++++ Material for this task
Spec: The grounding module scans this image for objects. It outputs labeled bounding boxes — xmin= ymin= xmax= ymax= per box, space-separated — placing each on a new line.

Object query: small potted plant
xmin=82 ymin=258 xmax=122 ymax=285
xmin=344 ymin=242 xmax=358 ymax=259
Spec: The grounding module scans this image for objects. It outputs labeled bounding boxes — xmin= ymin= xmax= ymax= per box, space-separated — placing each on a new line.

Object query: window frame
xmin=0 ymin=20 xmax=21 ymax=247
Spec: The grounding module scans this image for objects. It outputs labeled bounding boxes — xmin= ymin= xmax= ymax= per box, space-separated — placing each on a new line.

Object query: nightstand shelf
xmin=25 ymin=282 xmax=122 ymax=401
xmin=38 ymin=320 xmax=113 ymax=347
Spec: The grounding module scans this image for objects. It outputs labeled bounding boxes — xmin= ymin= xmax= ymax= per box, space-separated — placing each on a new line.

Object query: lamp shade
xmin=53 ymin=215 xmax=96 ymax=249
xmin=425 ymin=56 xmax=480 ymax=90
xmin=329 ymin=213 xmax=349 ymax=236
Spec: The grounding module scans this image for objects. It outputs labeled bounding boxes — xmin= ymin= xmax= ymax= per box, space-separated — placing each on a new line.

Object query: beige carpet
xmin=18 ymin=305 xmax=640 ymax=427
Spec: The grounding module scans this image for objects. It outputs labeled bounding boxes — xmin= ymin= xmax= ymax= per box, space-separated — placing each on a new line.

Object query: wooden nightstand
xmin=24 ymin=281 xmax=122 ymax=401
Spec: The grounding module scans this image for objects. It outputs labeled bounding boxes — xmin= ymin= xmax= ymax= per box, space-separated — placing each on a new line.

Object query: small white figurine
++++++++
Print all of the material above verbatim, line for line, with no changes.

Spec: The grounding module scans this image for objects. It outputs labeled bounding boxes — xmin= ymin= xmax= ymax= per box, space-separated — placing each on a new line.

Object query: small potted plant
xmin=82 ymin=258 xmax=122 ymax=285
xmin=344 ymin=242 xmax=358 ymax=259
Spec: The grounding module scans this image for objects. It outputs labeled bounding boxes — xmin= ymin= xmax= ymax= per box, space-separated — placing each on a new line.

Object query: window frame
xmin=0 ymin=20 xmax=21 ymax=247
Spec: The grounding module scans this image for objects. It outputs labeled bounding boxes — xmin= ymin= xmax= ymax= per box, space-separated — placing each on a new line.

Object query: nightstand shelf
xmin=25 ymin=282 xmax=122 ymax=401
xmin=38 ymin=320 xmax=113 ymax=347
Spec: The grounding module scans this image for objects. It outputs labeled bounding boxes — xmin= ymin= xmax= ymax= per box, space-separated — placing each on a new line.

Object query: lamp shade
xmin=53 ymin=215 xmax=96 ymax=249
xmin=425 ymin=56 xmax=480 ymax=90
xmin=329 ymin=213 xmax=349 ymax=236
Spec: The grounding module scans this image for objects. It outputs labeled bounding boxes — xmin= ymin= xmax= ymax= per box, space-separated — placing each on a new line.

Object query: beige carpet
xmin=18 ymin=305 xmax=640 ymax=427
Spec: The grounding module scans this image for objects. It outputs labeled bounding boxes — xmin= ymin= xmax= ymax= per box, space-separated — placing each on a new line.

Object query: wooden nightstand
xmin=24 ymin=281 xmax=122 ymax=401
Spec: The grounding module scans this image for objects. It outputs labeled bounding boxes — xmin= ymin= xmax= ymax= per box, space-separated — placing each on a new line.

Object query: small white figurine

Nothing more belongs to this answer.